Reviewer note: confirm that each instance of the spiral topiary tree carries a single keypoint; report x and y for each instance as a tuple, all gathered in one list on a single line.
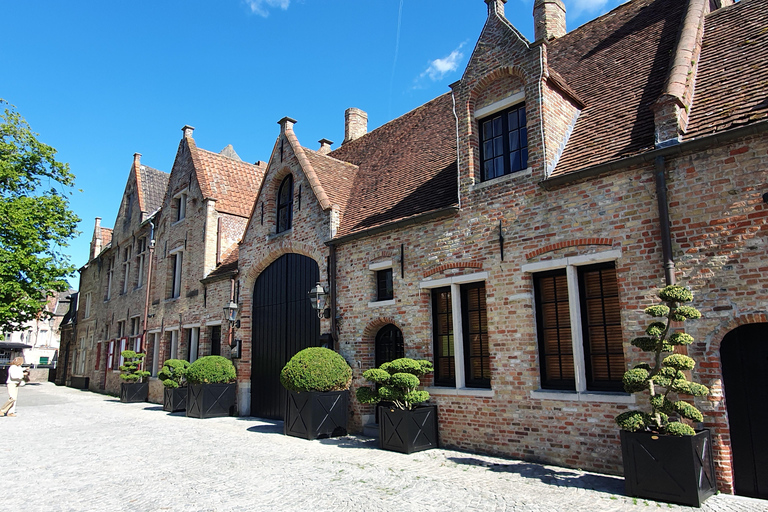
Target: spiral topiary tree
[(396, 382), (130, 369), (172, 373), (316, 369), (664, 379)]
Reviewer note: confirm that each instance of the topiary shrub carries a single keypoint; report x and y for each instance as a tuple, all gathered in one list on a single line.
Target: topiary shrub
[(316, 369), (130, 369), (211, 370), (664, 378), (172, 373), (396, 382)]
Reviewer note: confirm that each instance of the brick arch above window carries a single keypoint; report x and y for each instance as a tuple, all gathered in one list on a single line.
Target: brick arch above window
[(448, 266), (568, 243)]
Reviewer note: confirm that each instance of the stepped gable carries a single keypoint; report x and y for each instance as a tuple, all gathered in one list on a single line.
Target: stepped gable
[(617, 64), (230, 181), (406, 167), (152, 187), (732, 79)]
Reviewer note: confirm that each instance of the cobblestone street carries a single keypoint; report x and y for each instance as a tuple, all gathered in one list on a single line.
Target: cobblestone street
[(77, 450)]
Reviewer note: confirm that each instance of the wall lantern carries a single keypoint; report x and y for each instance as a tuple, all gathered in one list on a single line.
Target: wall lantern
[(230, 311), (317, 298)]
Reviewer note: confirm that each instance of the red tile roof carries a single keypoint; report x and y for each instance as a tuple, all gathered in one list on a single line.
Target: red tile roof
[(232, 182), (732, 79), (617, 64)]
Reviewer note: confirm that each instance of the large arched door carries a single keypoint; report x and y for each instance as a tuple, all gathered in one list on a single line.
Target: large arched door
[(744, 356), (283, 323)]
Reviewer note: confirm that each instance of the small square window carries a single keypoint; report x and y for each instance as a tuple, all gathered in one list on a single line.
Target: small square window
[(384, 290)]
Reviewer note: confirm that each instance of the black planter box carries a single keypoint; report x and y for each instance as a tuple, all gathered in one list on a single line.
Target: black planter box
[(676, 469), (211, 400), (316, 415), (408, 431), (133, 392), (175, 399), (79, 382)]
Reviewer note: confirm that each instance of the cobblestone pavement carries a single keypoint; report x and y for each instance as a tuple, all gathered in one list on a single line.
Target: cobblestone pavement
[(77, 450)]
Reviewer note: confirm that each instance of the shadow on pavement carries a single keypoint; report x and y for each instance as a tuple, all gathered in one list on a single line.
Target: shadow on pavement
[(560, 477)]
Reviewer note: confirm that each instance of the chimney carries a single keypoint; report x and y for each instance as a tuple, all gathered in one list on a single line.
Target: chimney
[(325, 146), (355, 124), (548, 19), (496, 7)]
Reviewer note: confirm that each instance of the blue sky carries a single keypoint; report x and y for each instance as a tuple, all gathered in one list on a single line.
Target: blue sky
[(100, 81)]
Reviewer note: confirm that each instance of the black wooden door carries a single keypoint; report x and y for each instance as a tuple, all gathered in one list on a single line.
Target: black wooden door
[(744, 355), (283, 323)]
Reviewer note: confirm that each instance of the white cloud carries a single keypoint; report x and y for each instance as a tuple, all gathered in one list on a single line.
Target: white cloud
[(261, 7), (438, 68)]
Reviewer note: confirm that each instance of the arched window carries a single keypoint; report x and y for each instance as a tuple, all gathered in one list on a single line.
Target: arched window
[(389, 344), (285, 204)]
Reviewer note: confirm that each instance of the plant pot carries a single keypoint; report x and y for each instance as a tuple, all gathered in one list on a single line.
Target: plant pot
[(79, 382), (408, 431), (676, 469), (175, 399), (132, 392), (316, 415), (211, 400)]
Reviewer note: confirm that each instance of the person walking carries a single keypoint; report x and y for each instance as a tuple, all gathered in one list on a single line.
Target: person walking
[(16, 378)]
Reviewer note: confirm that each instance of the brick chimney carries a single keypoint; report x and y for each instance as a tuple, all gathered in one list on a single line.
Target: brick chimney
[(325, 146), (355, 124), (548, 19), (496, 7)]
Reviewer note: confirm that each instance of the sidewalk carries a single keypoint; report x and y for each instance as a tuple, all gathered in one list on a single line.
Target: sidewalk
[(80, 451)]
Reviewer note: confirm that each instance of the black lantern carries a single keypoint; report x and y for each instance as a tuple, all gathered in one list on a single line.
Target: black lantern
[(317, 297), (230, 311)]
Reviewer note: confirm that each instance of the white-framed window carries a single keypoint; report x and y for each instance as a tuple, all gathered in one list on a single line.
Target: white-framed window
[(460, 332), (87, 312), (578, 326), (180, 206), (126, 268), (141, 251), (175, 276), (384, 293)]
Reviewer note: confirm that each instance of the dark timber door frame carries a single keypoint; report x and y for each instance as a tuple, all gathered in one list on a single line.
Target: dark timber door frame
[(283, 323), (744, 357)]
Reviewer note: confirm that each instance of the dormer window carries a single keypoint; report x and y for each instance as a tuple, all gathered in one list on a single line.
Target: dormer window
[(503, 142), (180, 206), (285, 205)]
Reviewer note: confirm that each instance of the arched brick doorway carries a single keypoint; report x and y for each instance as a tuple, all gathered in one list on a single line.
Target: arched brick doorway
[(283, 323), (744, 357)]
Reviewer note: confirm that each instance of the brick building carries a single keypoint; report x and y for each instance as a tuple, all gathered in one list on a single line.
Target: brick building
[(511, 230)]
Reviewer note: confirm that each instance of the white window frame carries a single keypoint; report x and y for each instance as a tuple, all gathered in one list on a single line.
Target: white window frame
[(571, 264), (375, 267), (458, 333)]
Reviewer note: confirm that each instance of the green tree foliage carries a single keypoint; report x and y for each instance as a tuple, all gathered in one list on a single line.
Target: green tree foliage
[(665, 377), (36, 221)]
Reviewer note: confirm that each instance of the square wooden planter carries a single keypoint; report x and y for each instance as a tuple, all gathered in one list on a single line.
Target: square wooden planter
[(408, 431), (316, 415), (211, 400), (132, 392), (675, 469), (175, 399)]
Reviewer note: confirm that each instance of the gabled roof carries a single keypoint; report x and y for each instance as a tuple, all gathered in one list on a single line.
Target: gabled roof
[(617, 64), (152, 185), (406, 167), (230, 181), (732, 80)]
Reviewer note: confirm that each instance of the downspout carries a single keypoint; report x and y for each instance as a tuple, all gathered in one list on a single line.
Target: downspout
[(332, 284), (666, 237), (148, 284)]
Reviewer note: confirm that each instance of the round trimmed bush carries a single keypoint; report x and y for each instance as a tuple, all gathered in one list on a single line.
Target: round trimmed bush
[(316, 369), (211, 370)]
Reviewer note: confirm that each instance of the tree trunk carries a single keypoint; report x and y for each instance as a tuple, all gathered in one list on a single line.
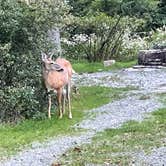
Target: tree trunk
[(152, 57)]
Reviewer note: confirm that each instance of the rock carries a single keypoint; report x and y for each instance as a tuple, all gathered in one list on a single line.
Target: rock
[(109, 62), (155, 57)]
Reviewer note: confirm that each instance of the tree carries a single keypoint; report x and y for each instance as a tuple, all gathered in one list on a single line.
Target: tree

What you will do
In the answer, the data should reappear exactly, with no pictures.

Task response
Reviewer note: confirm that each instance of the spiral topiary tree carries a single keypoint; report x and y for each instance as a tuple, all gathered in one list on a single line.
Target: spiral topiary tree
[(396, 382), (130, 369), (172, 373), (316, 369), (664, 379)]
Reviewer note: confirm that each instance of the topiary shrub carries a single keypoint; report x and y for each instance as a tuple, all gathered in one list on a single line.
Target: topiary shrub
[(316, 369), (130, 369), (211, 370), (664, 378), (172, 373), (396, 382)]
Reviewer note: confirm that each instance of the brick arch above window carries a single keypoint; report x and y for each instance as a tuple, all gathered in one list on a single line.
Target: brick arch above window
[(448, 266), (568, 243)]
Reviewer note: confirm that each instance of the stepped gable carries a single keypoint; report x and y for each instance as a tuple, all gathered in one list on a single line.
Target: stepped gable
[(617, 64), (230, 181), (406, 167), (152, 187), (732, 79)]
Reviewer note: confirm that each instance of the cobblestone street carries a single keypoint; report x and y for each instance as a tuple, all gathered in one list on a single line.
Target: cobblestone street
[(77, 450)]
Reviewer note: confirm that each instance of the wall lantern carries a single keypoint; report x and y for each instance as a tuple, all gathered in one list on a single line.
Target: wall lantern
[(230, 311), (317, 298)]
Reviewer note: confirm that each instance of the red tile roof carries a single keypoint; report x and y for each instance as a tuple, all gathered in one list on a single line.
Target: red tile roof
[(232, 182), (732, 79), (617, 64)]
Reviewer note: confirm that each instance of the large arched door carries a single keypoint; report x and y for each instance as a tuple, all gathered in one list on a single line.
Target: large arched door
[(744, 356), (283, 323)]
Reviewer note: confirm that each instance of the small square window carries a single keypoint; report x and y for each instance as a tuple, all gathered in one list on a single line.
Target: small square window
[(384, 290)]
Reviewer note: confirm that each instance of the black planter box carries a single keypoint; report x and y for each instance as a tuple, all gathered in one list on a single line.
Target: black planter box
[(676, 469), (211, 400), (316, 415), (408, 431), (133, 392), (175, 399), (79, 382)]
Reviewer note: confirm that each instance of the cobblestone pavement carries a single keypoint; report x and y for each instance as a tuple, all gathered in one list on a single line.
Target: cobblestone pavement
[(77, 450)]
Reviewer note: confirm that each instance of the shadow on pavement carries a single keypoint; report x and y for each instance as a tuple, all gathered in one list on a single line.
Target: shadow on pavement
[(560, 477)]
Reviewer note: confirm that each instance of the chimney carries a single keypoint; report x and y for each instance as a tuple, all gathered in one list on a single line.
Target: chimney
[(325, 146), (355, 124), (548, 19), (496, 7)]
Reviewer note: confirm that each instance of the blue sky carries a single keypoint; report x and y for each instance as a tuple, all gathered in one list on a single line.
Target: blue sky
[(100, 81)]
Reviewer note: confirm that each instance of the black wooden door carries a single keypoint; report x and y for each instance as a tuple, all gathered in one list on a single line.
Target: black wooden door
[(744, 355), (283, 323)]
Reviewer note: confirm that each instance of the white cloud carries a single keypoint; report x and y for each instance as a tuple, all gathered in one list on a single line.
Target: white cloud
[(261, 7), (438, 68)]
Reviewer note: confirm that each instance of the arched window carries a single keypoint; report x and y for each instance as a tuple, all gathered in one list on a single line.
Target: arched window
[(389, 344), (285, 204)]
Reviewer note: confirm that each instance of the plant pot carries a single keypoint; report x and y for each instance as a tuple, all gathered in one list on a single line.
Target: plant pot
[(79, 382), (408, 431), (676, 469), (175, 399), (132, 392), (316, 415), (211, 400)]
Reviewer note: confirm that each instance of the person walking carries a single keypoint; report x and y for each instance as a tuple, all gathered in one list on a single line.
Target: person walking
[(16, 378)]
Reviewer note: confirm that each instance of the brick chimney carries a single keypoint; report x and y for each instance as a tuple, all gathered in one list on a single line.
Target: brick chimney
[(325, 146), (355, 124), (548, 19), (496, 7)]
Reviewer note: confirm that each instance of the sidewalk carries a single keypoint; report x and y for each instance as a tuple, all gathered in one list on a single line.
Target: sidewalk
[(80, 451)]
Reviewer note: confirm that each instance of the black lantern carries a single keypoint; report x and y for each instance as a tuple, all gathered in one list on a single line.
Target: black lantern
[(317, 297), (230, 311)]
Reviewer note: confirm that each instance of the white-framed window carries a single keypoint; report x and y for each instance as a tuple, all gathered in one list on a single line.
Target: white-framed window
[(460, 332), (87, 312), (578, 326), (180, 206), (126, 268), (141, 251), (175, 276), (384, 293)]
Reviewer note: confirm that each instance of the dark timber door frame carries a single keypoint; report x and y for each instance as a tuple, all gathered in one list on a single line.
Target: dark timber door frame
[(283, 323), (744, 357)]
Reviewer note: confirm that each instance of the dormer window carries a single keypoint; report x and y for each instance as a tuple, all gathered in one list on a single line.
Target: dormer window
[(503, 142), (180, 206), (285, 205)]
Reviewer note: confirm that each instance of the arched brick doorway carries a single keypoint; report x and y for each instance as a tuple, all gathered in one list on a single line.
Target: arched brick doorway
[(283, 323), (744, 357)]
Reviewer note: confirm that each instance of the brick building carries a single keypoint; report x and y for each instance as a tuple, all gathered in one list on a single line.
Target: brick building
[(511, 230)]
Reviewer note: confirm that each instance of the white window frame carries a single keypoint; report x and y for each instance as a tuple, all gathered in one list on a single line.
Target: white window frame
[(571, 264), (375, 267), (458, 333)]
Reviewer note: confirm that each instance of the green tree foliage carries a single keypoint; report x and y for each instance as a tuple, all gathered in one list on a single line.
Target: green tree foliage
[(665, 377), (36, 221)]
Reviewer note: confirm that each instance of the square wooden planter carries a single keypoint; report x and y for each instance as a tuple, all gathered in one list on a single line.
Target: square wooden planter
[(408, 431), (316, 415), (211, 400), (132, 392), (675, 469), (175, 399)]
Reviewer note: confirm that each instance of the gabled roof carries a single keypoint; report x and y for each instance as a tuple, all gathered in one list on a single line.
Target: gabled roof
[(617, 64), (152, 185), (406, 167), (230, 181), (732, 80)]
Reviewer note: confirm that each instance of the downspout carries a single keypoint; report x and y for each instance as a tuple, all gathered in one list on a single line.
Target: downspout
[(332, 284), (666, 237), (148, 284)]
Reviewer note: confirm that each instance of the round trimmed bush carries a single keypoint; report x and y for each instance as a tuple, all gathered in one list on a single line.
Target: round trimmed bush
[(316, 369), (211, 370)]
Reviewer note: confirm that each instance of the tree trunk carries a single keypoint; report x and y for each instance as a tuple, all gathered in one list on a single line.
Target: tree trunk
[(152, 57)]
Reviewer note: confirm that each instance of the rock carries a single keypoint; report x and y for each instance as a tuple, all gathered in one list on a single line.
Target: rock
[(109, 62), (155, 57)]
Reviewer note: confirm that each instance of the tree carries a single keypoint; report x and y for each instance as a tuple, all gathered in one list on a single line.
Target: tree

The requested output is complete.